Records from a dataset
-- START --
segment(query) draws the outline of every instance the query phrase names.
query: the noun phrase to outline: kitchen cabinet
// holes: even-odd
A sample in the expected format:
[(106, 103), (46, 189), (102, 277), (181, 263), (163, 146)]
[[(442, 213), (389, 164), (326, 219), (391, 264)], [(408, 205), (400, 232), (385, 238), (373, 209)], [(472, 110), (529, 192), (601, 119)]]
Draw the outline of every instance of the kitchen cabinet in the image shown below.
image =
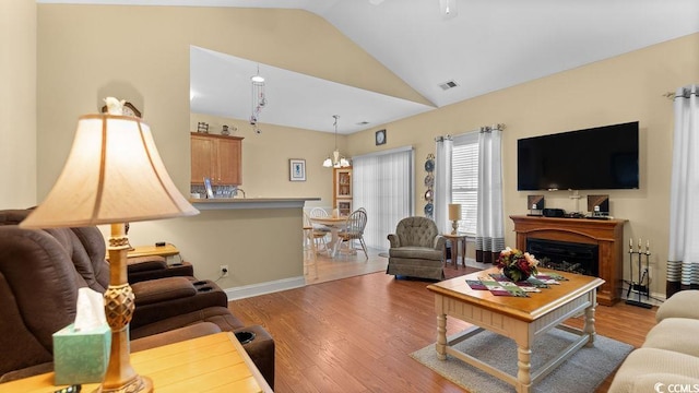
-- END --
Directions for this task: Rewrite the entries above with every "kitchen cabinet" replaced by "wall cabinet" and everything else unchanged, leaving the pictures out.

Full solution:
segment(query) draws the outline of every instance the query phrase names.
query: the noun phrase to outline: wall cabinet
// holes: even-odd
A sample in the expected format:
[(106, 103), (46, 189), (102, 277), (181, 263), (163, 146)]
[[(442, 213), (389, 164), (326, 219), (391, 264)], [(408, 205), (400, 232), (385, 238), (373, 209)], [(472, 110), (529, 192), (601, 119)]]
Draw the outline of every instance of the wall cabinet in the image shown below.
image =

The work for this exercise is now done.